Text section: Begin

After weeks of silence, McCraw appeared before the committee and gave a meticulous account of the shooting from a detailed timeline his department had prepared with the help of the FBI. Dressed in a business suit rather than his uniform, McCraw spent more than three hours answering questions and pointing to diagrams of the school that state troopers brought. McCraw said he would release school surveillance and officer body camera footage when he receives permission from the Uvalde County district attorney.
He shared that at one point during the response, a Uvalde school police officer Ruben Ruiz, whose wife Eva Miralez was a teacher killed in the school, had been detained by other officers as he tried to enter the hallway to get to her.
“We’ve got an officer, Officer Ruiz, whose wife called in and said she’d been shot and she was dying. So certainly those things. What happened to him was he tried to move forward in the hallway. He was detained, and they took his gun away from him and escorted him off the scene,” McCraw told lawmakers, though it was unclear what officer detained Ruiz.
Tuesday’s meetings of House and Senate committees investigating the shooting offered lawmakers the opportunity to glean facts that can help guide proposals in the coming legislative session to improve school safety and prevent future massacres.
Sen. Royce West, D-Dallas, said he hoped his colleagues could remain open-minded about possible solutions. Soon, however, senators fell into familiar ideological camps. Sen. Bob Hall, R-Edgewood, deflected blame away from the military-style rifle the shooter used and said his ill intent was to blame. He said the shooter could have carried out the attack, and achieved a similar result, using a baseball bat.
Sen. Roland Gutierrez, the Democrat who represents Uvalde, pressed McCraw on whether Texans under 21 should be able to purchase a rifle like the one the shooter used. McCraw repeatedly dodged the question, saying only that some individuals, such as violent criminals, should not be able to obtain guns. The committee chair, Jacksonville Republican Robert Nichols, at one point interrupted Gutierrez to ask he soften his line of questioning so he sounded less like a lawyer taking a deposition.
Education Commissioner Mike Morath, another witness, offered new details about the shooter, Salvador Ramos Jr. The 18-year-old dropped out of Uvalde High School in the fall of 2021 and had once attended Robb Elementary. Morath said Ramos began missing school frequently in sixth grade and passed only a single course in his final year of enrollment. McCraw said police plan to interview Ramos’ grandmother, whom the teen shot in the face before stealing her truck and driving several blocks to the elementary school.
“Unfortunately, she can’t talk right now. It’s very difficult. She lost her jaw,” McCraw said. “But we’re arranging for an interview with her, and she’s been gracious to authorize that as long as her daughter’s there.”
Most of the hearing, however, focused on the flawed police response. Sen. Paul Bettencourt, R-Houston, questioned Arredondo’s competence.
“This incident commander finds every reason to do nothing,” he said.
He added, “this person should have never even been in the job. We have to have incident commanders that are ready for this.”
Bettencourt challenged Arredondo to answer questions about his decision making in public instead of testifying in the House behind closed doors, which he did Tuesday while the Senate met.
“Come to the Senate where the public of Texas can ask these questions,” Bettencourt said. “This is — it’s just abominable.”
Zach Despart with Texas Tribune contributed to this report.

Text section: End
Supplied records: Begin

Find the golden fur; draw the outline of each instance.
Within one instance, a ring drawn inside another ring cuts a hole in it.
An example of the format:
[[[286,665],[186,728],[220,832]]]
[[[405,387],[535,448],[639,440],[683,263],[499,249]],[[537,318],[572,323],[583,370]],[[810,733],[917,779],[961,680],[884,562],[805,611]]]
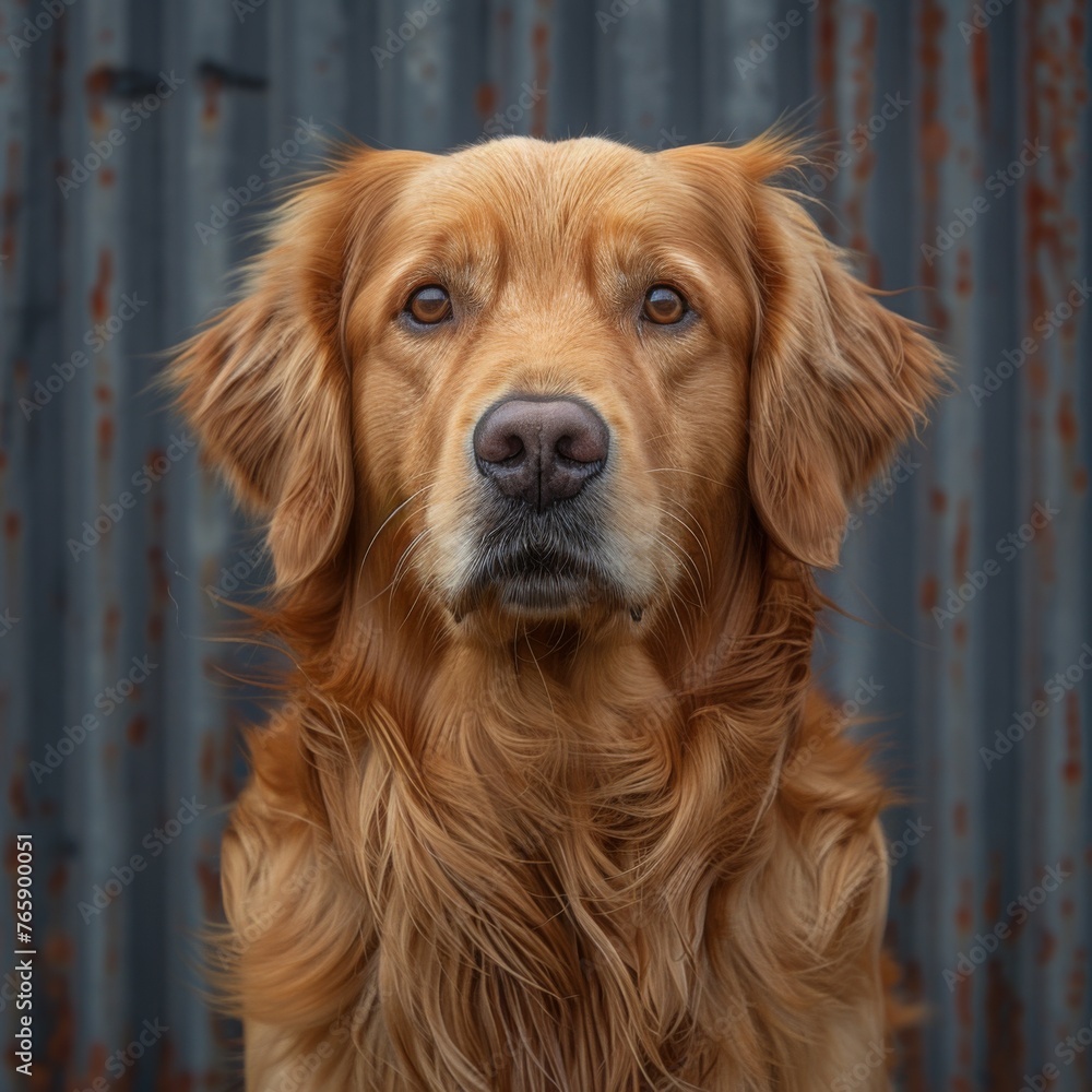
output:
[[[943,360],[795,163],[353,151],[185,347],[295,663],[223,847],[248,1089],[887,1088],[845,1076],[889,1030],[886,795],[810,686],[810,567]],[[408,329],[434,283],[454,319]],[[684,329],[639,318],[665,283]],[[517,390],[610,429],[613,583],[539,612],[467,582],[468,437]]]

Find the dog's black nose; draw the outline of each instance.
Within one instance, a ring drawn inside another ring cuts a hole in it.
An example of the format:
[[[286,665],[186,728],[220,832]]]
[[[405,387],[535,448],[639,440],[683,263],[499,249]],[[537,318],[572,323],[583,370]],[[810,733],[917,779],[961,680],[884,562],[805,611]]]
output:
[[[575,399],[513,397],[483,414],[474,454],[505,496],[541,511],[575,497],[603,470],[609,438],[603,418]]]

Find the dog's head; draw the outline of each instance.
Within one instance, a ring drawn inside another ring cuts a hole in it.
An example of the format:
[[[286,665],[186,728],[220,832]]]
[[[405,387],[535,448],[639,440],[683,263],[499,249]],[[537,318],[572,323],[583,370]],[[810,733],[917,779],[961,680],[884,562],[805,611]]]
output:
[[[833,566],[942,358],[771,183],[793,162],[511,138],[299,190],[174,372],[281,586],[639,626],[743,536]]]

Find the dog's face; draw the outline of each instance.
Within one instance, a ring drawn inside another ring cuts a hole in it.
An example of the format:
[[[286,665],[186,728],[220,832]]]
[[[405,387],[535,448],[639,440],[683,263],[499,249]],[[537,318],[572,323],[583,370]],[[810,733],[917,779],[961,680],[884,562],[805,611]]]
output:
[[[756,522],[832,565],[939,359],[770,187],[791,162],[507,139],[302,190],[177,370],[278,580],[342,556],[454,626],[640,626]]]

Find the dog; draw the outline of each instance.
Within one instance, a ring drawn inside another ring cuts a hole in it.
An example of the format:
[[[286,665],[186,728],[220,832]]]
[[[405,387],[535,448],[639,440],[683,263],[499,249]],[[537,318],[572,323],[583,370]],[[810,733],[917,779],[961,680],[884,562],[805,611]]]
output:
[[[292,657],[223,842],[248,1089],[888,1088],[814,570],[946,358],[802,155],[348,150],[177,355]]]

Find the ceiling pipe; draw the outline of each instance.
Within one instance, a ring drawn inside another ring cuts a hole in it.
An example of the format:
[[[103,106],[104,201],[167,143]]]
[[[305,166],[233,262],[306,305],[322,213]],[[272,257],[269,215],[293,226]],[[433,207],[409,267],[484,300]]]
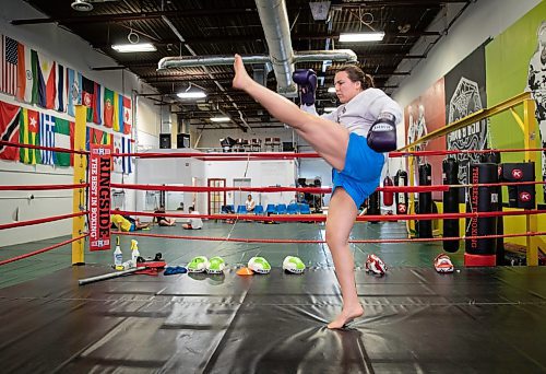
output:
[[[292,48],[288,13],[284,0],[256,0],[258,14],[262,23],[270,56],[242,56],[245,63],[271,63],[277,82],[277,92],[287,97],[296,97],[298,90],[292,80],[297,62],[342,61],[357,62],[356,54],[351,49],[309,50],[295,52]],[[209,57],[164,57],[157,69],[226,66],[234,63],[234,56]]]
[[[163,15],[162,16],[163,21],[170,27],[170,30],[173,31],[173,33],[175,33],[175,35],[180,39],[181,43],[183,43],[183,46],[186,47],[186,49],[188,49],[188,51],[193,56],[195,57],[195,51],[186,43],[186,39],[183,38],[183,36],[180,34],[180,32],[178,31],[178,28],[176,28],[176,26],[170,22],[169,19],[167,19],[167,16]],[[198,57],[199,59],[199,57]],[[235,101],[232,98],[232,96],[229,96],[225,91],[226,89],[224,89],[224,86],[222,84],[219,84],[219,82],[217,80],[214,79],[214,77],[212,75],[211,71],[206,68],[205,65],[199,65],[203,68],[203,70],[206,72],[206,74],[209,75],[209,78],[214,82],[214,84],[216,84],[216,86],[223,92],[225,93],[225,96],[227,97],[227,100],[232,103],[233,107],[239,113],[239,118],[241,120],[241,122],[245,125],[240,125],[239,122],[236,122],[233,118],[232,118],[232,121],[234,121],[237,126],[239,126],[241,128],[242,131],[247,132],[248,130],[252,130],[252,128],[250,127],[250,125],[247,124],[247,120],[245,119],[244,115],[242,115],[242,112],[239,109],[239,107],[237,106],[237,104],[235,103]]]

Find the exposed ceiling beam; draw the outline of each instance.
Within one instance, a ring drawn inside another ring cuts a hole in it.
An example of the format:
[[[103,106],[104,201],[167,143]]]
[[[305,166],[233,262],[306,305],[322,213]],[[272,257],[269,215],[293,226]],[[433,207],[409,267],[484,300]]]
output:
[[[475,0],[443,0],[443,1],[419,1],[419,0],[399,0],[399,1],[359,1],[343,3],[333,1],[334,9],[381,9],[384,7],[414,7],[414,8],[439,8],[448,3],[468,3]],[[67,5],[68,7],[68,5]],[[288,5],[288,11],[298,11],[301,7]],[[258,13],[256,7],[252,8],[226,8],[226,9],[181,9],[171,11],[156,11],[156,12],[138,12],[138,13],[120,13],[120,14],[96,14],[96,15],[80,15],[80,16],[58,16],[58,17],[40,17],[40,19],[20,19],[12,20],[13,25],[36,25],[44,23],[61,23],[61,24],[83,24],[83,23],[116,23],[126,21],[144,21],[152,19],[161,19],[168,16],[173,19],[186,19],[195,16],[211,16],[211,15],[228,15],[228,14],[242,14],[242,13]]]

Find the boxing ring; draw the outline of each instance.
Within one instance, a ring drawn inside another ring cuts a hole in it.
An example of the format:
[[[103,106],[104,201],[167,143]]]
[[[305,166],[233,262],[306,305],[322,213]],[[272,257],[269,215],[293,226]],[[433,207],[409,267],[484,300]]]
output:
[[[527,160],[536,157],[531,147],[525,152],[530,155]],[[401,153],[391,156],[419,155],[411,149]],[[173,153],[169,156],[190,155]],[[250,160],[281,155],[201,156]],[[74,177],[73,185],[39,188],[80,190],[86,187],[81,180],[80,175]],[[474,184],[463,188],[491,187],[488,185],[495,187],[506,183]],[[192,186],[122,186],[194,192],[214,190]],[[110,187],[120,186],[110,184]],[[37,187],[0,186],[0,190],[10,188]],[[278,188],[293,191],[295,187]],[[383,187],[381,190],[397,194],[446,191],[448,188],[411,183],[407,187]],[[324,189],[313,191],[327,192]],[[74,201],[80,199],[79,194],[74,196]],[[527,230],[488,237],[536,239],[526,254],[531,259],[529,264],[533,264],[534,258],[538,260],[538,253],[532,253],[532,246],[538,246],[545,234],[533,221],[544,212],[538,208],[359,217],[357,221],[361,222],[355,224],[351,242],[365,316],[340,330],[325,328],[341,307],[341,296],[324,243],[323,215],[200,214],[207,219],[203,231],[154,227],[150,232],[112,232],[120,236],[124,247],[130,238],[136,237],[141,252],[149,256],[162,252],[168,264],[186,264],[195,255],[219,255],[228,267],[222,274],[133,274],[83,287],[78,285],[79,280],[112,271],[111,252],[86,253],[84,260],[83,252],[79,250],[88,232],[78,229],[71,238],[60,243],[48,243],[50,245],[0,259],[3,274],[32,272],[35,269],[28,264],[32,259],[56,252],[64,258],[72,255],[72,264],[86,262],[85,266],[64,266],[0,289],[0,314],[9,322],[0,326],[0,358],[7,373],[544,372],[544,267],[465,267],[463,247],[450,254],[456,271],[441,274],[435,271],[431,260],[442,252],[442,243],[448,239],[463,243],[473,237],[408,238],[405,225],[407,220],[464,221],[521,215]],[[74,220],[78,225],[78,220],[86,214],[87,209],[74,209],[72,213],[48,220]],[[190,217],[170,212],[168,215]],[[226,220],[234,223],[226,224]],[[264,221],[278,224],[263,224]],[[0,230],[40,223],[43,220],[1,224]],[[68,249],[68,244],[73,247]],[[4,249],[15,252],[1,248]],[[364,259],[369,253],[380,254],[389,265],[383,277],[365,271]],[[307,265],[304,274],[282,270],[280,264],[288,254],[299,256]],[[236,270],[250,256],[257,255],[268,257],[273,266],[271,273],[237,276]]]

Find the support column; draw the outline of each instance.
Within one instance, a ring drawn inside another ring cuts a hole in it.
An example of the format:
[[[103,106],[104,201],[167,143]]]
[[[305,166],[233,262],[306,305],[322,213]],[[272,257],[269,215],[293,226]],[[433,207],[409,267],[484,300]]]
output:
[[[87,107],[75,105],[75,124],[74,124],[74,150],[85,151],[85,127],[87,126]],[[86,183],[85,170],[87,166],[87,157],[84,154],[74,154],[74,184]],[[85,210],[85,188],[73,190],[72,211],[79,213]],[[72,237],[78,237],[83,234],[85,225],[85,217],[74,217],[72,219]],[[72,265],[82,265],[84,261],[85,241],[81,238],[72,242]]]

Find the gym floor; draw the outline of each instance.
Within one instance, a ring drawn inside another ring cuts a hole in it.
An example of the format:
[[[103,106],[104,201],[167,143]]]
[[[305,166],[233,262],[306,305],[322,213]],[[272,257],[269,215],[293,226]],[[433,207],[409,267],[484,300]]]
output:
[[[322,239],[314,223],[235,226],[205,222],[149,233]],[[357,223],[354,238],[404,238],[403,223]],[[130,236],[121,236],[129,257]],[[3,247],[1,258],[60,242]],[[476,373],[545,372],[544,267],[462,267],[439,274],[441,243],[353,245],[356,282],[366,314],[343,330],[325,323],[341,297],[328,248],[319,244],[254,244],[139,237],[143,256],[169,265],[222,256],[224,276],[132,274],[86,285],[78,280],[112,271],[111,252],[86,253],[70,266],[59,248],[0,268],[2,372],[176,373]],[[389,266],[366,273],[366,256]],[[301,276],[281,269],[287,255],[309,266]],[[252,256],[273,266],[268,276],[239,277]],[[5,323],[9,322],[9,323]]]

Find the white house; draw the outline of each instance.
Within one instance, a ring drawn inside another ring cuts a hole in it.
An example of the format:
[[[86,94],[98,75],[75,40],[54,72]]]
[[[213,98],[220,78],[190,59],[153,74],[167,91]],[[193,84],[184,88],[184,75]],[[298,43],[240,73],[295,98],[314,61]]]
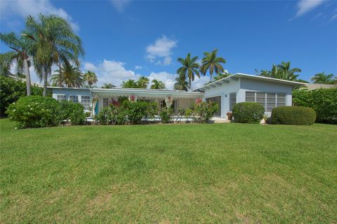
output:
[[[206,102],[217,102],[220,111],[217,116],[227,118],[226,113],[231,111],[234,104],[251,102],[260,104],[265,113],[270,114],[272,108],[279,106],[291,106],[291,92],[294,87],[305,83],[265,78],[244,74],[224,78],[207,84],[192,92],[128,89],[128,88],[72,88],[49,87],[53,90],[53,97],[58,101],[70,100],[83,104],[86,111],[92,108],[97,114],[109,102],[125,100],[146,100],[157,102],[164,106],[168,100],[173,102],[174,111],[179,108],[192,106],[197,99]]]

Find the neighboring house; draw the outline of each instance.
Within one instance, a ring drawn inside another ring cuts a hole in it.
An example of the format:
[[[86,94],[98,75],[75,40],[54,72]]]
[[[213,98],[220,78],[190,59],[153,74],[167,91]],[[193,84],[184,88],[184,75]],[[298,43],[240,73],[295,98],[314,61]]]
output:
[[[331,89],[337,88],[337,84],[316,84],[316,83],[308,83],[306,86],[301,88],[300,89],[306,89],[308,90],[317,90],[317,89]]]
[[[99,113],[103,106],[107,106],[110,102],[125,99],[126,97],[133,100],[157,102],[161,106],[164,106],[168,101],[172,101],[175,113],[179,108],[192,106],[197,99],[201,98],[206,102],[218,102],[220,110],[216,115],[227,118],[226,113],[232,111],[234,104],[244,102],[260,104],[265,108],[265,113],[270,115],[274,107],[291,106],[292,90],[300,85],[305,84],[236,74],[193,92],[128,88],[48,88],[53,90],[53,97],[57,100],[81,103],[85,111],[89,111],[92,108],[94,115]]]

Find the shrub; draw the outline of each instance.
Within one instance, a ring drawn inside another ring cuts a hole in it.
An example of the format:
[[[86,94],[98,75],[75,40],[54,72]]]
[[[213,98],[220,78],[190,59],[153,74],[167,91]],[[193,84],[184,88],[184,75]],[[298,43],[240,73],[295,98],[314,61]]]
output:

Supplied records: End

**Brief A:**
Retype the part of the Uvalde hearing report from "Most of the" up to and including "the Senate met.".
**Brief B:**
List every person in the Uvalde hearing report whose name appears with the title "Sen.".
The items above come from a different source than the Uvalde hearing report.

**Response box A:**
Most of the hearing, however, focused on the flawed police response. Sen. Paul Bettencourt, R-Houston, questioned Arredondo’s competence.
“This incident commander finds every reason to do nothing,” he said.
He added, “this person should have never even been in the job. We have to have incident commanders that are ready for this.”
Bettencourt challenged Arredondo to answer questions about his decision making in public instead of testifying in the House behind closed doors, which he did Tuesday while the Senate met.

**Response box B:**
Royce West
Bob Hall
Roland Gutierrez
Paul Bettencourt